**EXERCISE DESCRIPTION:**
Return the data below line for line, reproducing every character without alteration.

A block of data
*****
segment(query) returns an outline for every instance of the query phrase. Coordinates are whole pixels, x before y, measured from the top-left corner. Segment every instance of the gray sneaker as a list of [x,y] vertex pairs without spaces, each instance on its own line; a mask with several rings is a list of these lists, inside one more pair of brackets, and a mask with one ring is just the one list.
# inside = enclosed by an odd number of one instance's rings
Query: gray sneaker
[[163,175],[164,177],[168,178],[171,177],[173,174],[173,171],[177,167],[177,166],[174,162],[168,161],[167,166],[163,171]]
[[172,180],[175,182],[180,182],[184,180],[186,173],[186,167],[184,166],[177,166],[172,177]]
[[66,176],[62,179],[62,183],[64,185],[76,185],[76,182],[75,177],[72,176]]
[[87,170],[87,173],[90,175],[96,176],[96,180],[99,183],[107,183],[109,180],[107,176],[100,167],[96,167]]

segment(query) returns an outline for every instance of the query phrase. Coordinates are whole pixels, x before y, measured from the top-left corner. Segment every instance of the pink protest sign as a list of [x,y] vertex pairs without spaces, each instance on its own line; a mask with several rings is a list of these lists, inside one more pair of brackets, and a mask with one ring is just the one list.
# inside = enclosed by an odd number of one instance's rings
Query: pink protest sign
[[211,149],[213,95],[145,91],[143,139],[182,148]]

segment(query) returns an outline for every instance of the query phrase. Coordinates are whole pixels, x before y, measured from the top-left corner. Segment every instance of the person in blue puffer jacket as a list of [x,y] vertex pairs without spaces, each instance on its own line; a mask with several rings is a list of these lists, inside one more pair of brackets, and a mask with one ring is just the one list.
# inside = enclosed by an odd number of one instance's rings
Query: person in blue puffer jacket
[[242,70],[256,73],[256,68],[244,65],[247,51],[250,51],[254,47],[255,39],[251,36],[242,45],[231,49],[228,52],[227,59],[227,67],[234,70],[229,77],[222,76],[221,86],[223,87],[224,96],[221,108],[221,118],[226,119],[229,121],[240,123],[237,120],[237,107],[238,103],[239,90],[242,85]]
*****
**ANSWER TO THIS TASK:**
segment(query) returns an outline for every instance of the query phrase. Coordinates are whole pixels, x before y, measured from the top-left corner. Segment every instance of the gray sneaker as a list of [x,y] vertex pairs without spaces, each instance on its own line; a mask with several rings is a list of these lists, inside one more pair of brackets, and a mask with one ring is just the one list.
# inside = enclosed by an odd number of one instance's rings
Query: gray sneaker
[[163,175],[164,177],[168,178],[171,177],[173,174],[173,171],[177,167],[177,166],[174,162],[168,161],[167,166],[163,171]]
[[172,180],[175,182],[180,182],[184,180],[186,173],[186,167],[184,166],[177,166],[172,177]]
[[66,176],[62,179],[62,183],[64,185],[76,185],[76,182],[75,177],[72,176]]
[[87,170],[87,173],[90,175],[96,176],[96,180],[99,183],[107,183],[109,180],[107,176],[100,167],[96,167]]

segment(query) returns an outline for every instance of the query phrase. Coordinates are whole pixels, x before y, measured from the top-left corner. Segment every instance of the pink protest sign as a list of [x,y] vertex pairs without spaces, each instance on its own line; a mask with several rings is a list of these lists, inside one more pair of brackets, and a mask with one ring is just the one list.
# inside = enclosed by an odd number of one instance's rings
Query: pink protest sign
[[211,149],[213,95],[145,91],[143,139],[182,148]]

segment(query) returns an outline for every instance of the query phrase. Coordinates are whole pixels, x before y, measured from the top-left corner. Segment every instance of the person in blue puffer jacket as a list of [x,y] vertex pairs without spaces, each instance on its own line; a mask with several rings is a list of these lists, inside one more pair of brackets, and a mask with one ring is just the one list.
# inside = enclosed by an odd number of one instance's rings
Query: person in blue puffer jacket
[[242,70],[256,73],[256,68],[244,65],[247,51],[250,51],[254,47],[255,39],[251,36],[242,45],[231,49],[228,52],[227,59],[227,67],[234,70],[229,77],[222,76],[221,86],[223,87],[224,96],[221,108],[221,118],[226,119],[229,121],[240,123],[237,120],[237,107],[238,103],[239,90],[242,85]]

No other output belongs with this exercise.